Trecho da página →
---

Há, em grande parte do mundo, um mal-estar e uma revolta contra o sistema político tradicional, ambos expressos de diferentes maneiras na sociedade. Isso não é novidade e já virou lugar-comum em várias análises sobre a chamada crise da representação. A pergunta que se faz é: como vem sendo e como será a ação das esquerdas diante destes processos?
Os partidos identificados de alguma forma com a esquerda ou com o progressismo falharam em compreender a necessidade colocada por transformação, seja com a manutenção de formas políticas distanciadas e viciadas, seja através do consenso econômico liberal. No Brasil, Dilma Rousseff e grande parte do petismo se negaram a entender 2013 e a presidenta, ao ser reeleita, aplicou um programa de ajuste fiscal de forma oposta ao que anunciava em campanha. Embora ela tenha sofrido um impedimento ilegal, um golpe, não é possível ignorar a rejeição da opinião pública e do eleitorado ao partido e, por tabela, à esquerda brasileira. Nos EUA, a escolha de Hillary Clinton como candidata pelos Democratas foi no mesmo sentido. A opção se deu em detrimento da mudança pela esquerda, representada por Bernie Sanders, mantendo a fidelidade ao “partido de Wall Street”.
Com a recusa das esquerdas no poder em querer ousar, o vácuo da indignação ao sistema vem sendo preenchido pelo surgimento de salvadores, empreendedores e justiceiros, vistos como antipolíticos. Eles seriam os moralizadores, “para além disso tudo o que tá aí”, portadores de uma competência e uma firmeza moral, características ausentes nos representantes do poder, segundo esta perspectiva. Trump, Bolsonaro, Dória, Moro e outros são alguns dos exemplos a serem citados.
Com exceção de medidas pontuais pouco empenhadas, o governo petista subestimou as Jornadas de Junho e o sentimento anti-poder presente na população brasileira e no mundo. A grande mídia, grupos da direita organizada, o judiciário punitivista, as elites econômicas e políticas foram, por outro lado, mais perspicazes. Estes atores conseguiram, de forma contundente, canalizar o ódio a vilões bem desenhados. Primeiramente, contra a inimiga no poder central, representado por Dilma, mas principalmente na corrupção como grande mal, um desvio moral dos políticos e do país. Obviamente, nada pretende ser alterado nas estruturas que permitem a perpetuação da corrupção. Enquanto a Lava Jato faz as suas ações espetaculares, a Odebrecht, por exemplo, ganha “leniência” para continuar a participar de obras públicas e contrair empréstimos, em troca de mais delações, mais bodes expiatórios com as suas cabeças exibidas em praça pública.

---

Enunciado →
Por favor, reescreva o texto sobre as esquerdas e a crise da representação entre "Há, em grande" e "diante destes processos?", inclusive, substituindo "mal-estar" por "descontentamento". As linhas a seguir são um material independente do texto.

---

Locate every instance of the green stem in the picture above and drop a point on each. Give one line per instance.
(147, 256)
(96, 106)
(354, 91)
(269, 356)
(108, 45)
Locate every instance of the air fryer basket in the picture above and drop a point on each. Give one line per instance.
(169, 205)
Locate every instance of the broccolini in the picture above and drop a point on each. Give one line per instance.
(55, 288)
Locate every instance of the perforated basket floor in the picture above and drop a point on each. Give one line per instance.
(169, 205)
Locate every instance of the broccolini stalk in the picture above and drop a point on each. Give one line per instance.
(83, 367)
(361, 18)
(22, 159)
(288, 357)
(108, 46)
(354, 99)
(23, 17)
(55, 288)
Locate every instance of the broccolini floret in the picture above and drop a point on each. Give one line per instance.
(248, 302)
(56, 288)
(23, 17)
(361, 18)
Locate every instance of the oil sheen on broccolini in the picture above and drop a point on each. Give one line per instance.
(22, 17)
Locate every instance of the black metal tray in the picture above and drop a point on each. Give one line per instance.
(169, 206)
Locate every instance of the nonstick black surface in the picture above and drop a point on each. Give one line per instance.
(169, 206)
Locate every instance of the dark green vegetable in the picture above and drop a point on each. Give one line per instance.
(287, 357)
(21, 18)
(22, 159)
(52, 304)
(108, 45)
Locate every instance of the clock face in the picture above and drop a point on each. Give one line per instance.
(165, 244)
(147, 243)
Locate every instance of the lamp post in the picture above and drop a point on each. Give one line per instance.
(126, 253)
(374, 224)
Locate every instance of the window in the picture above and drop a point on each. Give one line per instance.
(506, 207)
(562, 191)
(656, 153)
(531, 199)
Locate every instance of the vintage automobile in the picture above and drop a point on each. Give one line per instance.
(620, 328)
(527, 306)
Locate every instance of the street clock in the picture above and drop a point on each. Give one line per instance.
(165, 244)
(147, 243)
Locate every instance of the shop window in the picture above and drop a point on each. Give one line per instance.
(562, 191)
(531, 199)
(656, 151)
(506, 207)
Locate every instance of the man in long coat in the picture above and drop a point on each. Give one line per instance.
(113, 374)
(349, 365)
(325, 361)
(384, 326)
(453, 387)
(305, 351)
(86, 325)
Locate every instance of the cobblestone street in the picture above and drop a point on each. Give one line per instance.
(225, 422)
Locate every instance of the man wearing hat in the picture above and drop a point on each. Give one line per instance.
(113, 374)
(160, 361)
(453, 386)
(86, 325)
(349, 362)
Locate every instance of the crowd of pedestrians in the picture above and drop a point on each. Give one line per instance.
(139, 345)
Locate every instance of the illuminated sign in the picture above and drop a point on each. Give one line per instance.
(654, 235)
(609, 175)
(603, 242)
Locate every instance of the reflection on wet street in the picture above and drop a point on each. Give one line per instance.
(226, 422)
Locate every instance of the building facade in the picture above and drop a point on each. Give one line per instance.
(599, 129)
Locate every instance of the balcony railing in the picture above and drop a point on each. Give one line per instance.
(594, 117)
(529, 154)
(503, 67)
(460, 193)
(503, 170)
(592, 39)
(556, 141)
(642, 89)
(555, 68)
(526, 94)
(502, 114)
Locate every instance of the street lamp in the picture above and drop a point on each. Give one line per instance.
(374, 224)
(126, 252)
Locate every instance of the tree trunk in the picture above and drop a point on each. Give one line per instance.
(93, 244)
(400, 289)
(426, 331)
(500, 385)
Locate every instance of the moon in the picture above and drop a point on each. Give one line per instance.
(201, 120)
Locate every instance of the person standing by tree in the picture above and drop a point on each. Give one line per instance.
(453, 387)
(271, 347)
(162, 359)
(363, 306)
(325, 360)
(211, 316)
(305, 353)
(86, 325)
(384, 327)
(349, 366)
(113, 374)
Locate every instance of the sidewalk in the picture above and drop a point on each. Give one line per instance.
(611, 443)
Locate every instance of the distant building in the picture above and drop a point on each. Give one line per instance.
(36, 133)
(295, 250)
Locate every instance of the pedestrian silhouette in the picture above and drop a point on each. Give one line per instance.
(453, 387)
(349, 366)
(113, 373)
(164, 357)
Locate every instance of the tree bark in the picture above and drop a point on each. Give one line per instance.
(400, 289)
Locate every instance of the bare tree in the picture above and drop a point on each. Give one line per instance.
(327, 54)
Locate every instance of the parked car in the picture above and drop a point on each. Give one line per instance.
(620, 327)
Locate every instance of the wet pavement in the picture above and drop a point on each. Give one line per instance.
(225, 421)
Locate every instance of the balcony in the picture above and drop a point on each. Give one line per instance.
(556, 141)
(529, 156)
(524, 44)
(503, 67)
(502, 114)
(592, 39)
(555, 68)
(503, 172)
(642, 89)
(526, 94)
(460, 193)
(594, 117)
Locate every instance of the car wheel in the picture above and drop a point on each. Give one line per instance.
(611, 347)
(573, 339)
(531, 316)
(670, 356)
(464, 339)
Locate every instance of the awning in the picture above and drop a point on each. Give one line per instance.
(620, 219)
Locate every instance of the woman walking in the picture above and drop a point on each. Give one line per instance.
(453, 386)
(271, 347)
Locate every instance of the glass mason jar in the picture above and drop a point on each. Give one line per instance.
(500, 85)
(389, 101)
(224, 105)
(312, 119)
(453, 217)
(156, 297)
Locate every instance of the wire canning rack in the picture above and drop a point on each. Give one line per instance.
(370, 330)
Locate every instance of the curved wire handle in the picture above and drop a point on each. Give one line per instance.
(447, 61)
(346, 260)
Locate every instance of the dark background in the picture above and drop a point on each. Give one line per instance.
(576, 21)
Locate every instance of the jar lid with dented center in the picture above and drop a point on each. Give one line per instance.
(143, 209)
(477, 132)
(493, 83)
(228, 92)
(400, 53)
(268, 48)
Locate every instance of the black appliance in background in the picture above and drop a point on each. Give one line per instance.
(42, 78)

---

Resposta esperada →
Há, em grande parte do mundo, um descontentamento e uma revolta contra o sistema político tradicional, ambos expressos de diferentes maneiras na sociedade. Isso não é novidade e já virou lugar-comum em várias análises sobre a chamada crise da representação. A pergunta que se faz é: como vem sendo e como será a ação das esquerdas diante destes processos?